El periodista que se fue con el conde Almásy

He estrechado la mano del paciente inglés y me he asomado a sus ojos llenos de dunas anaranjadas al alba, ya puedo morir en paz. La visita a Barcelona de Ralph Fiennes, el protagonista de la inolvidable película de Anthony Minghella, en la que encarnaba al conde Almásy, me permitió hace unos días entrevistar al actor y expresarle en persona mi pasión por el explorador húngaro, del que ha sido él su gran avatar cinematográfico. Fiennes, al que sorprendí con mi vehemencia, no comparte la misma obsesión que yo por Almásy (allá él) aunque me dijo que recuerda el personaje con cariño y que aún lo tiene por ahí dentro, con el nazi, el asesino en serie, el jardinero fiel y el cardenal, rebosante todavía de arena y de ardor por Katharine, imagino.
No tuvimos oportunidad de hablar largo y tendido sobre el desierto líbico, Heródoto, la Cueva de los Nadadores o el Bósforo de Almásy, ni de si comparte Ralph el afán exploratorio de su primo Ranulph Fiennes que llevó a este a atravesar el Territorio vacío, el terrible desierto de Arabia tras los pasos de Wilfred Thesiger (viejo conocido mío) y en pos de la ciudad perdida de Ubar, igual que Almásy buscaba el legendario oasis de Zerzura y su reino encantado. Pero conseguí que me dedicara mi preciado ejemplar del guion de El paciente inglés, escrito por el propio Minghella a partir de la novela del mismo título de Michael Ondaatje. El paciente inglés firmado por el paciente inglés, ahí es nada. Nos quedó pendiente leer juntos pasajes del guion, en los que, dado que lo lógico es que Ralph hiciera de Almásy, yo podría hacer de Katharine. “Prométeme que regresaras a por mí”. “Prometo que volveré. Prometo que nunca te dejaré”.
════
> _Instrucción escrita A_: Imprime sin ningún cambio las líneas de las entradas comprendidas entre la que contiene "white snow fleck." y el final de las entradas, ambos extremos incluidos.
El texto de la página y las entradas son materiales independientes entre sí.
════
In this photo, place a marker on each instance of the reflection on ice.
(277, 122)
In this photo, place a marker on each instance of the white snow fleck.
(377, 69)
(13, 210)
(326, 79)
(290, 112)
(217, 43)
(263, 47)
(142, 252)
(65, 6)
════
> _Instrucción escrita B_: Reproduce con total fidelidad el fragmento del texto de la página que va desde "El periodista que" hasta "por Katharine, imagino.", ambos incluidos.

> _Solución desarrollada A_:
In this photo, place a marker on each instance of the white snow fleck.
(377, 69)
(13, 210)
(326, 79)
(290, 112)
(217, 43)
(263, 47)
(142, 252)
(65, 6)

> _Solución desarrollada B_:
El periodista que se fue con el conde Almásy

He estrechado la mano del paciente inglés y me he asomado a sus ojos llenos de dunas anaranjadas al alba, ya puedo morir en paz. La visita a Barcelona de Ralph Fiennes, el protagonista de la inolvidable película de Anthony Minghella, en la que encarnaba al conde Almásy, me permitió hace unos días entrevistar al actor y expresarle en persona mi pasión por el explorador húngaro, del que ha sido él su gran avatar cinematográfico. Fiennes, al que sorprendí con mi vehemencia, no comparte la misma obsesión que yo por Almásy (allá él) aunque me dijo que recuerda el personaje con cariño y que aún lo tiene por ahí dentro, con el nazi, el asesino en serie, el jardinero fiel y el cardenal, rebosante todavía de arena y de ardor por Katharine, imagino.